_Entries shown_:
******

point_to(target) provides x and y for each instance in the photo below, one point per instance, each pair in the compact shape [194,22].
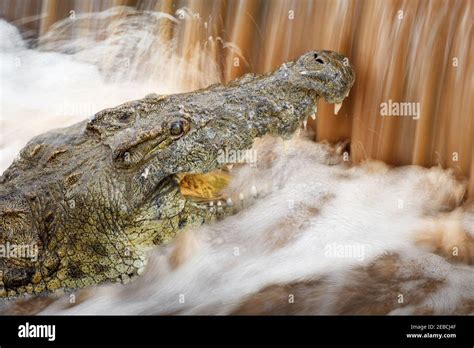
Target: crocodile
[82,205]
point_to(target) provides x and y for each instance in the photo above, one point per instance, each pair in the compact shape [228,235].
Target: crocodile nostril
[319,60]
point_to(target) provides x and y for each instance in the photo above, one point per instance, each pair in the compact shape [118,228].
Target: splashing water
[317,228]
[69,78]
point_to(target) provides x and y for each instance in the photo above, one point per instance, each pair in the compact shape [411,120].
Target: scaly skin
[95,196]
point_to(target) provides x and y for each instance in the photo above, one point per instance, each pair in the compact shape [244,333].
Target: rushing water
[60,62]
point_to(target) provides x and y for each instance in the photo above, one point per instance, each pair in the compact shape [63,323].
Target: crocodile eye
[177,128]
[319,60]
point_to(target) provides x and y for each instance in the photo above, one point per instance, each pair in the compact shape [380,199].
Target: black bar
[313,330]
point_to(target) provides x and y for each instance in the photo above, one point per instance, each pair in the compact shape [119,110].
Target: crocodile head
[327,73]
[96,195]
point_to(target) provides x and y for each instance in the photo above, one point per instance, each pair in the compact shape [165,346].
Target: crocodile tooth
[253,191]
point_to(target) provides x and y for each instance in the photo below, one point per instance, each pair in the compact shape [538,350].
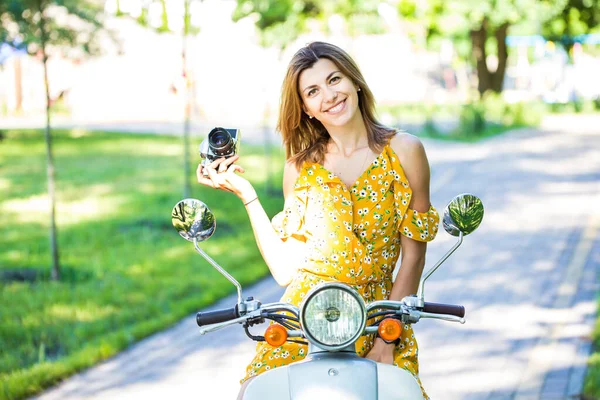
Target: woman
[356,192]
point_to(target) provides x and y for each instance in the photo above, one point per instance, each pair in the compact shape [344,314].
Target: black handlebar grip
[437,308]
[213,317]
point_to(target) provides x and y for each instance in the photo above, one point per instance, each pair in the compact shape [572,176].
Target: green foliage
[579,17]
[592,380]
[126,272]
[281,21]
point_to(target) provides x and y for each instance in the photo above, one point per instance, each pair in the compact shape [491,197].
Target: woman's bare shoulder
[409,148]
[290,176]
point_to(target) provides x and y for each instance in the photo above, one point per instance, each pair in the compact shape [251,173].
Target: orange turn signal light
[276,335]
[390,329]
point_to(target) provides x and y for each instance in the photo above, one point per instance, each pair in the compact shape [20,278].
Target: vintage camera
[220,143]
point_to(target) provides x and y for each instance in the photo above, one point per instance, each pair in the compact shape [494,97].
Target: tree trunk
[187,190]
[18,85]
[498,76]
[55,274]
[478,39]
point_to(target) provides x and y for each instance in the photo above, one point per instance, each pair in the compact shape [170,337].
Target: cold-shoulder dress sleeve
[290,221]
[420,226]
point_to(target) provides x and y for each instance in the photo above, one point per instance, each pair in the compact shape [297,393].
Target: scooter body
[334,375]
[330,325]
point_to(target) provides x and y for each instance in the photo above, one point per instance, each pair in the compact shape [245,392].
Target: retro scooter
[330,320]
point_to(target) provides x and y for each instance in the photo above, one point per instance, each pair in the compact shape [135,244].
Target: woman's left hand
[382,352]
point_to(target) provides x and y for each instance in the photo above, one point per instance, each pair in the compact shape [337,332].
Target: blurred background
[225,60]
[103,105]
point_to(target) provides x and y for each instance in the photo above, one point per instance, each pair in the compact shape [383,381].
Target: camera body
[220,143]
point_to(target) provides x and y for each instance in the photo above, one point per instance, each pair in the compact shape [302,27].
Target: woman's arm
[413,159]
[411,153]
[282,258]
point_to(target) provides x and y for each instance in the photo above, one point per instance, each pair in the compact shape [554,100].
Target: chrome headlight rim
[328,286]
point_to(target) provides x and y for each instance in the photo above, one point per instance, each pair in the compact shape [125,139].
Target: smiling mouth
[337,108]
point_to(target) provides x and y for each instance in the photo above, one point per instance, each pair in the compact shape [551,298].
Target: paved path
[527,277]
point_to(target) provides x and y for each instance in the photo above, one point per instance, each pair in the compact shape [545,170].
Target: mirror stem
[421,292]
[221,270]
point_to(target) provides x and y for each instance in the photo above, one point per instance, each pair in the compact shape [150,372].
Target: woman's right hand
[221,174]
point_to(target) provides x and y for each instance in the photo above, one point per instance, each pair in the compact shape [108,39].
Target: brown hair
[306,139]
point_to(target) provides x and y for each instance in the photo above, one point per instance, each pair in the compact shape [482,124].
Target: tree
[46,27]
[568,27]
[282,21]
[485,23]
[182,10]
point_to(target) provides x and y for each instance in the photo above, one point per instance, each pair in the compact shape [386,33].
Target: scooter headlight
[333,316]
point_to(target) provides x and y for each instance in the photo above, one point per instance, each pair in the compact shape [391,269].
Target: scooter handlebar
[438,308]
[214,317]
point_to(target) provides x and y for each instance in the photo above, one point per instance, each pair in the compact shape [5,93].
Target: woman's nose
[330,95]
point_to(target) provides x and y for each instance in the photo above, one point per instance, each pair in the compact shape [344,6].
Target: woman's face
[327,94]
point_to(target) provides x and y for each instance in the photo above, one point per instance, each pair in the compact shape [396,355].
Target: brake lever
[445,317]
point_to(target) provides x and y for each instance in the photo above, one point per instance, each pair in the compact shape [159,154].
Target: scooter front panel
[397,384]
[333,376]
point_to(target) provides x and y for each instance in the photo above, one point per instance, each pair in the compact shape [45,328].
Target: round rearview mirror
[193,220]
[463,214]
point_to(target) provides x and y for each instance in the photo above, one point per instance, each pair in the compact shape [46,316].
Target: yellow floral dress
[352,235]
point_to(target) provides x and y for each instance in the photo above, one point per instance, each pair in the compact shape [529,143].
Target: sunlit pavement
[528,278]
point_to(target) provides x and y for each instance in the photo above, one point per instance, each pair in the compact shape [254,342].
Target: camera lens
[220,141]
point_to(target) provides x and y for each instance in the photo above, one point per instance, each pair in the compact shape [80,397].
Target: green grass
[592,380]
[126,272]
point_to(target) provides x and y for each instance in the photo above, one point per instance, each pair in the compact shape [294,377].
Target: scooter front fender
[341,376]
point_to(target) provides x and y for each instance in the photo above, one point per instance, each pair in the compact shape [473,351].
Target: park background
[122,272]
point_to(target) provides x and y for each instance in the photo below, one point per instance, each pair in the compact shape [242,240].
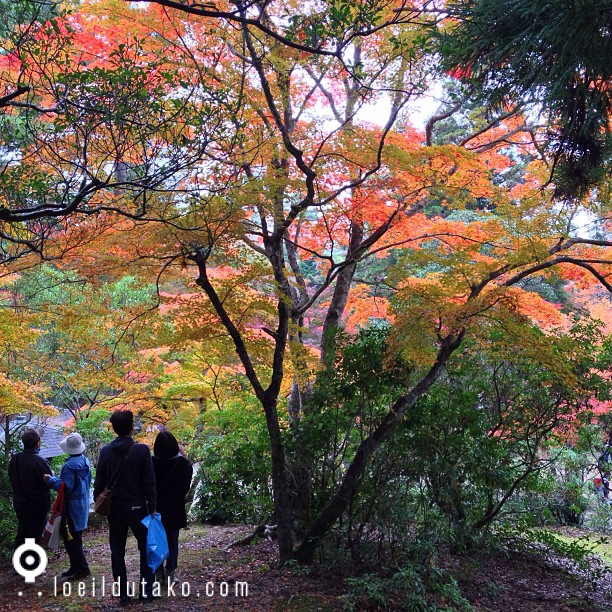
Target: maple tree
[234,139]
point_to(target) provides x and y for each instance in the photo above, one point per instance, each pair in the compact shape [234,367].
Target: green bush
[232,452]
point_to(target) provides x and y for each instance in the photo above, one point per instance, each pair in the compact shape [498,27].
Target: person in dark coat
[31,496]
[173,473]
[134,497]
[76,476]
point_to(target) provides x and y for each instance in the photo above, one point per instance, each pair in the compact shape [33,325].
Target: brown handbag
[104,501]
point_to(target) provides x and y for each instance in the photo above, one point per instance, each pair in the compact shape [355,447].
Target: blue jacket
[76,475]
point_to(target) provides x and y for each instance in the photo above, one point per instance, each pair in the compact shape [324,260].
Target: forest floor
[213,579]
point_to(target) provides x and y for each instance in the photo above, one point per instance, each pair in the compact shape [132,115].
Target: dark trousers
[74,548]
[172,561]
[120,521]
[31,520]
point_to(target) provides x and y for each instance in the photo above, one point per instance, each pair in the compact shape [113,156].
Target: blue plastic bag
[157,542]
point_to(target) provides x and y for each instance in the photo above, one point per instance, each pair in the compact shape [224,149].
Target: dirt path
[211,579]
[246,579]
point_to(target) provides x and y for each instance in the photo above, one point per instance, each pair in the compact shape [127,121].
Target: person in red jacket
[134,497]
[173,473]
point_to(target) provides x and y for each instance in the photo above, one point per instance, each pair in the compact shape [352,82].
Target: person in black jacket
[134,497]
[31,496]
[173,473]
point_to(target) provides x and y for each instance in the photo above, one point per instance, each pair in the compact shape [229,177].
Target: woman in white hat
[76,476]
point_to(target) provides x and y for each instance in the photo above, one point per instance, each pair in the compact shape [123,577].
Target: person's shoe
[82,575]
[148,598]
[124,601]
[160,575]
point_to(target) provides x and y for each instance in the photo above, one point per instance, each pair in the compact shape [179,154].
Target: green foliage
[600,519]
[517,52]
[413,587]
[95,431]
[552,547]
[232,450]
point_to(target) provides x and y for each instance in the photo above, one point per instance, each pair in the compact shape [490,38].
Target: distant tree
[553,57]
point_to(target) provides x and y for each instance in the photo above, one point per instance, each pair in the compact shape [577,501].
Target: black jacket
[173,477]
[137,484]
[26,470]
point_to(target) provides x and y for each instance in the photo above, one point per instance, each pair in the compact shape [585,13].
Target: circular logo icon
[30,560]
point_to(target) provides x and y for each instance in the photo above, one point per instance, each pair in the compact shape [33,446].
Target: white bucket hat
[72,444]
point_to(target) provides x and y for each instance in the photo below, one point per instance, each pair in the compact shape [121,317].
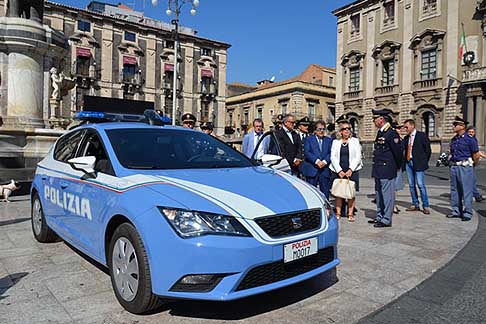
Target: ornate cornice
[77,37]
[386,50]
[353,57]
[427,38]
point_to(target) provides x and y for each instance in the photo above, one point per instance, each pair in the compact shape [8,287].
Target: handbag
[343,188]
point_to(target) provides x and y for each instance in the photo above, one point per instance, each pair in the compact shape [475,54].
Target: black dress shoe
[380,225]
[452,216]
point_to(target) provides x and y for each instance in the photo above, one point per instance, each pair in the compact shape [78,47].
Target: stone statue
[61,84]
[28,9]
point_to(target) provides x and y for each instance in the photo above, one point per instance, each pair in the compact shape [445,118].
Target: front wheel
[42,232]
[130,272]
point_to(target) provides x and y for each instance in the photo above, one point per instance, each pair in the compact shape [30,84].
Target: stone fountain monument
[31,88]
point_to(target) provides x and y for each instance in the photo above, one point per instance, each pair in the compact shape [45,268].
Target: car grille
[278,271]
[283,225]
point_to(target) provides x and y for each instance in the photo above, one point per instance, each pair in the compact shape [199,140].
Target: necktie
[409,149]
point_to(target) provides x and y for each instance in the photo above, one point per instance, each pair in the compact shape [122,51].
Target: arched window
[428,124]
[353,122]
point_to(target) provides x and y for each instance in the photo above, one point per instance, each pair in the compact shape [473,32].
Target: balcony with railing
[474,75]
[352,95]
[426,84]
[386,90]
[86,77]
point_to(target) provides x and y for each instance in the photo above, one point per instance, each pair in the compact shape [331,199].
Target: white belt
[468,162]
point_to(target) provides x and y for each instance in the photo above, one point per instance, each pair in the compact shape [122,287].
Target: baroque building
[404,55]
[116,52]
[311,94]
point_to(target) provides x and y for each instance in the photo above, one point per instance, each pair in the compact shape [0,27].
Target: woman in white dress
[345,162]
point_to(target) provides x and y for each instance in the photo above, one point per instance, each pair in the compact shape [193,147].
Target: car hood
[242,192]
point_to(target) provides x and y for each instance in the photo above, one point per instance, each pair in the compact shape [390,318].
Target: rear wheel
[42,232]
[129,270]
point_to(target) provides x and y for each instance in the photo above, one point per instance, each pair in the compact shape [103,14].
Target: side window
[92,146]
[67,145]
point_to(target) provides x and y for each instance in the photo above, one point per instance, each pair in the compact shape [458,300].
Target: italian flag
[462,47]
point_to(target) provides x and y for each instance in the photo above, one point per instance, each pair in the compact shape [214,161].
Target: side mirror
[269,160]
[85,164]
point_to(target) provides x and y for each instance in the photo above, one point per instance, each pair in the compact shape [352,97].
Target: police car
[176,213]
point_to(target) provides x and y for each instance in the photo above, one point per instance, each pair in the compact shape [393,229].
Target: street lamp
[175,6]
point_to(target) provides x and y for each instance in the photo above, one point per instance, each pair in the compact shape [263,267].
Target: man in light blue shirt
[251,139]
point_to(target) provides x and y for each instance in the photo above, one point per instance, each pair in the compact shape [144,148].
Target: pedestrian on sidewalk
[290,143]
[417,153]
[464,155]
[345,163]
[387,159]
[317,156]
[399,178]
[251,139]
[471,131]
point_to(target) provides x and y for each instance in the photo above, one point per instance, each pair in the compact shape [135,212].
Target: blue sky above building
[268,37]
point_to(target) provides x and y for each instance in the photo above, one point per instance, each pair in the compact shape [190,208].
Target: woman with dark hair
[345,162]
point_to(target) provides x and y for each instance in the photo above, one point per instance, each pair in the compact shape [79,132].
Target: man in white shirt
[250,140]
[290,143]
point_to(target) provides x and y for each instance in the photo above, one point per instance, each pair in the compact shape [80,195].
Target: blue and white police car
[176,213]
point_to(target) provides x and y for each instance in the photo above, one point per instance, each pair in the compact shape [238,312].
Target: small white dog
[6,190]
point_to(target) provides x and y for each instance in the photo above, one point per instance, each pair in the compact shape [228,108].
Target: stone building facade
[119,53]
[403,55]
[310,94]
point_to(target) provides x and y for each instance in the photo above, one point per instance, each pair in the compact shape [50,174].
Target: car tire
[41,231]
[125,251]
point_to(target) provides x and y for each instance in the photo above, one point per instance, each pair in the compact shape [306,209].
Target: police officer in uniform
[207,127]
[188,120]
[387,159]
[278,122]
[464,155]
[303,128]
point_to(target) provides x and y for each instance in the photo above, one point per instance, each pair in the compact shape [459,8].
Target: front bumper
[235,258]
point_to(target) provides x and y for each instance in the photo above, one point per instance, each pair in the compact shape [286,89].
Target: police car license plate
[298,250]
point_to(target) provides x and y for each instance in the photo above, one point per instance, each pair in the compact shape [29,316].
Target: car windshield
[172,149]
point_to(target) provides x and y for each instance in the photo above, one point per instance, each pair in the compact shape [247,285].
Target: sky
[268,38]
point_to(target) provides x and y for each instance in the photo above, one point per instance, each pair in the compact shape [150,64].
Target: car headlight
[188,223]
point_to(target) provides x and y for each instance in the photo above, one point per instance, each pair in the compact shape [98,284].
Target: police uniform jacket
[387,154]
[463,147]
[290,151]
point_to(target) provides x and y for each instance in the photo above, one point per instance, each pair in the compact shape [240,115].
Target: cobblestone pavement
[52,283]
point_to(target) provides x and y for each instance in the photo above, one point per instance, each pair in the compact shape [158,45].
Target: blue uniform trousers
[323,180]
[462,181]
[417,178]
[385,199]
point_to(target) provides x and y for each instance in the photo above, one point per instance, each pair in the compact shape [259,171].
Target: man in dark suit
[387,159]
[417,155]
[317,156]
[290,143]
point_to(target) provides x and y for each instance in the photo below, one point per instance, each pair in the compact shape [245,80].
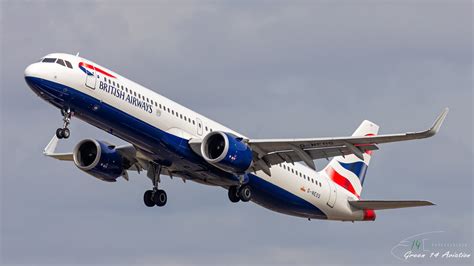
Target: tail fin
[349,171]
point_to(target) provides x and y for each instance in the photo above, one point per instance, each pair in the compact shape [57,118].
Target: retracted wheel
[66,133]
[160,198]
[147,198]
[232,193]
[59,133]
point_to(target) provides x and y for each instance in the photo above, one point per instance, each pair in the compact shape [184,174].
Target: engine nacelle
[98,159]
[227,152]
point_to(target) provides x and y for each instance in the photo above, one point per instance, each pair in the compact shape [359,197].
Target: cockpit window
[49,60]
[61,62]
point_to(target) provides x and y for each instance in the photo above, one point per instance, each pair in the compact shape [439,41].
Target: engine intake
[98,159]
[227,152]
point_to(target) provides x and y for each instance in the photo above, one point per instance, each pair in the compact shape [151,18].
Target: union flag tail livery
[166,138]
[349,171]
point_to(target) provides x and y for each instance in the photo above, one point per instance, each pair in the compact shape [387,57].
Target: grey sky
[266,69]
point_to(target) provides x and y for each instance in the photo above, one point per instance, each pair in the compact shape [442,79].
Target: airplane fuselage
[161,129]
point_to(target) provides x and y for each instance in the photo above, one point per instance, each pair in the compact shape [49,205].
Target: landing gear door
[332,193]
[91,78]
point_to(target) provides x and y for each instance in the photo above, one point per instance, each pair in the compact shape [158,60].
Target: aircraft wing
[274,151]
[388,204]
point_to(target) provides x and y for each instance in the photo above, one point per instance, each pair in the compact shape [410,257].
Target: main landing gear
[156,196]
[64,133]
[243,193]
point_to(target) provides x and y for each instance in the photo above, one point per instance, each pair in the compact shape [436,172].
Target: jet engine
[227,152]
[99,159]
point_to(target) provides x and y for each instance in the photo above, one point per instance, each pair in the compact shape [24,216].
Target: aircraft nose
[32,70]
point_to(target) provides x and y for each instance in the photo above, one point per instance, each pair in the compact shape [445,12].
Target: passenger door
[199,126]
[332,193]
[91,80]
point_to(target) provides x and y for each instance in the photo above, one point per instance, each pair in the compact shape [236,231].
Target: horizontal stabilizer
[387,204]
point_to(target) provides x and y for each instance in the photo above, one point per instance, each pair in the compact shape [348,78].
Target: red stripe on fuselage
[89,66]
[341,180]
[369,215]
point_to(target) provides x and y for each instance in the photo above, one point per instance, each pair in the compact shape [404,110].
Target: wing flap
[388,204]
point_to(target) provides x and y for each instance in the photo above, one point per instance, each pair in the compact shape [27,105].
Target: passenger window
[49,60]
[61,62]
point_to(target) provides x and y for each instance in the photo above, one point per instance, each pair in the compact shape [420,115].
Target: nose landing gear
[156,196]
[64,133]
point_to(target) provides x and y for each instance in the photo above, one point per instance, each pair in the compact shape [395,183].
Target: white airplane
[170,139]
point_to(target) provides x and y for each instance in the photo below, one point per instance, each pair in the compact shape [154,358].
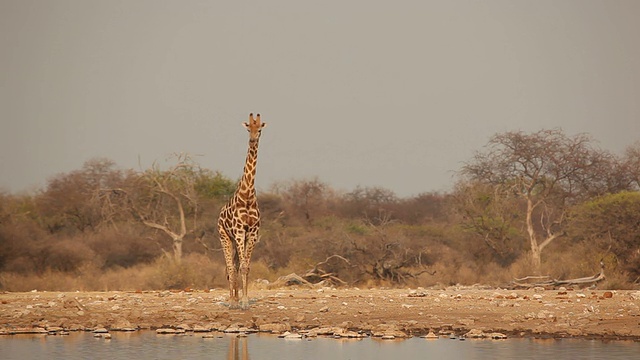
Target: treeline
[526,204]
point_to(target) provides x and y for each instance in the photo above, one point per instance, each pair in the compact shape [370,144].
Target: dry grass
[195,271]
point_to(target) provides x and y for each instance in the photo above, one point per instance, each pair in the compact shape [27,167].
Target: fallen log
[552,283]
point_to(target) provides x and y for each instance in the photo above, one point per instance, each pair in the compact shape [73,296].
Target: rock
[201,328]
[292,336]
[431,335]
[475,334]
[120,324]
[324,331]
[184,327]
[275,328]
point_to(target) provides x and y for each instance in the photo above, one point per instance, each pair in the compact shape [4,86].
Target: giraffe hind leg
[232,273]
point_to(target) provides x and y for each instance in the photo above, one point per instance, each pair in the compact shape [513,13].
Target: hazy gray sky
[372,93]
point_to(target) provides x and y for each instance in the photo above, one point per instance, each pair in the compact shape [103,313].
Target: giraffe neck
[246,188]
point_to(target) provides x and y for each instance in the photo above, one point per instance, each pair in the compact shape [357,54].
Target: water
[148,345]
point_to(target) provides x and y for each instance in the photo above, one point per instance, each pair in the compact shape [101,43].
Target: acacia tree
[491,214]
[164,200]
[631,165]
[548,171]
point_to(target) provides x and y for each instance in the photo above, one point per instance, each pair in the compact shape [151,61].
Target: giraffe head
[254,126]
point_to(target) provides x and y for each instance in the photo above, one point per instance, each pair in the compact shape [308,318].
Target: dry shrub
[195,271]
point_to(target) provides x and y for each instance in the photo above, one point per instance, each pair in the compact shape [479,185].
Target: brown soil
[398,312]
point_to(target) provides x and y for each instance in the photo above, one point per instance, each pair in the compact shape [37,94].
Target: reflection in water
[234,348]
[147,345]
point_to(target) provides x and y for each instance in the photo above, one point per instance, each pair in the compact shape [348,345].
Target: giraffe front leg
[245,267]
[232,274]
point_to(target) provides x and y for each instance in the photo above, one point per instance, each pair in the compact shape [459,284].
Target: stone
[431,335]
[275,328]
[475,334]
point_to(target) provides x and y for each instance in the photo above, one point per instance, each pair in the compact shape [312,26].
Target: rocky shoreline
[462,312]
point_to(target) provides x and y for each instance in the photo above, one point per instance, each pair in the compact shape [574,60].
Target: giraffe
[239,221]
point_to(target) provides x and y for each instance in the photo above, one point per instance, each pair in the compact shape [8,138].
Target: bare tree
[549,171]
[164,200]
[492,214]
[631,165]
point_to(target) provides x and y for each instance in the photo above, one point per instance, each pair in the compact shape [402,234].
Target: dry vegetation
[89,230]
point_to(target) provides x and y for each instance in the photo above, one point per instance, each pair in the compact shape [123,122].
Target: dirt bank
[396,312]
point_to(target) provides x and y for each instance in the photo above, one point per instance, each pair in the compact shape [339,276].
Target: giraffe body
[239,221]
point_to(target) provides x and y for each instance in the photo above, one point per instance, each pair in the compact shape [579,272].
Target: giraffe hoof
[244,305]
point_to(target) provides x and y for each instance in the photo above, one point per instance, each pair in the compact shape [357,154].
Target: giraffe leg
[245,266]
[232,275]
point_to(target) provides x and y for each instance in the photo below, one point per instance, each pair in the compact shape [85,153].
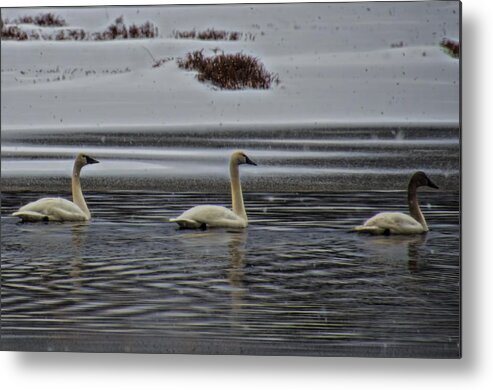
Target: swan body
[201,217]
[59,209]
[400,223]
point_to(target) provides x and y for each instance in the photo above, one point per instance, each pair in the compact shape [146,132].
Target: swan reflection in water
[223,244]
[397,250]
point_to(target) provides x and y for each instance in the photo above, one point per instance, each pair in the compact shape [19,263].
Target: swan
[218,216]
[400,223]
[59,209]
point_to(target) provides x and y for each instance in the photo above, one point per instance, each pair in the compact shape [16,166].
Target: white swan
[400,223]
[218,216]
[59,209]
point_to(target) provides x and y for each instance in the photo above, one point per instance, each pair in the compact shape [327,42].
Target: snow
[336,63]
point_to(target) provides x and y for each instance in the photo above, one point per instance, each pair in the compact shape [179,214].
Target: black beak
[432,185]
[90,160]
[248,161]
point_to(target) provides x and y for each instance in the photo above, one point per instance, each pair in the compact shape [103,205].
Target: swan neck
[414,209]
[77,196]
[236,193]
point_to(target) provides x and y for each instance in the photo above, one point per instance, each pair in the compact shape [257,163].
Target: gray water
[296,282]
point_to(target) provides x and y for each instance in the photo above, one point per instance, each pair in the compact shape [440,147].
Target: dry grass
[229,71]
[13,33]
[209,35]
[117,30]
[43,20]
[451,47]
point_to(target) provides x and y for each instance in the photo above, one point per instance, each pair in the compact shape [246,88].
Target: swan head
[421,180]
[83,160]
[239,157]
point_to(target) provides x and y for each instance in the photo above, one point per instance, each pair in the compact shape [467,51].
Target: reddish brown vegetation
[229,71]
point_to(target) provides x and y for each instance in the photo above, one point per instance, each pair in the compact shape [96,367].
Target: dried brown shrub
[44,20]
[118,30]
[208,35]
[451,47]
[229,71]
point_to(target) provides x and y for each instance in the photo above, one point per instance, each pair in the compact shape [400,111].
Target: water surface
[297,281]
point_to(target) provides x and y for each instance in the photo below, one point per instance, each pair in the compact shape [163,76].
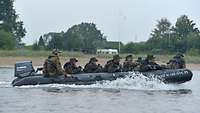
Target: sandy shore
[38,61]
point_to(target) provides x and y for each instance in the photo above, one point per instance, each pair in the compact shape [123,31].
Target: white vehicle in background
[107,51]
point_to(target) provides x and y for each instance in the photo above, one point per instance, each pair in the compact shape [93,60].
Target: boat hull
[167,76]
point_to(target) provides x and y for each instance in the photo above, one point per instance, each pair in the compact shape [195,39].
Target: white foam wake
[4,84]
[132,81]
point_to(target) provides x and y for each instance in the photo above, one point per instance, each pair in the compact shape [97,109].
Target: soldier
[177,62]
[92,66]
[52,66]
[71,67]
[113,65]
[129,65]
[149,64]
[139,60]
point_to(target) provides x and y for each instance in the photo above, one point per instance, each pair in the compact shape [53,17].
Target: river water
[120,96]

******

_Task requirements_: What is needed is an exact copy of the lines from the one containing "compact shape [195,39]." through the final line of the data, both included, and nothing more.

_Written solution_:
point_to(target) provides x and y for each instance in the photo above, one point per instance, each pair in the compact shape [195,39].
Target: white foam wake
[4,84]
[132,81]
point_to(target) provides x and y for each instance in the photo above, one point per instance, each pair in the compact shape [97,109].
Target: soldier
[177,62]
[92,66]
[52,66]
[71,67]
[113,65]
[129,65]
[149,64]
[139,60]
point_to(target) provides x and y for each instance in the photo above, one point per instance, each pair in the compact shape [53,17].
Target: river water
[120,96]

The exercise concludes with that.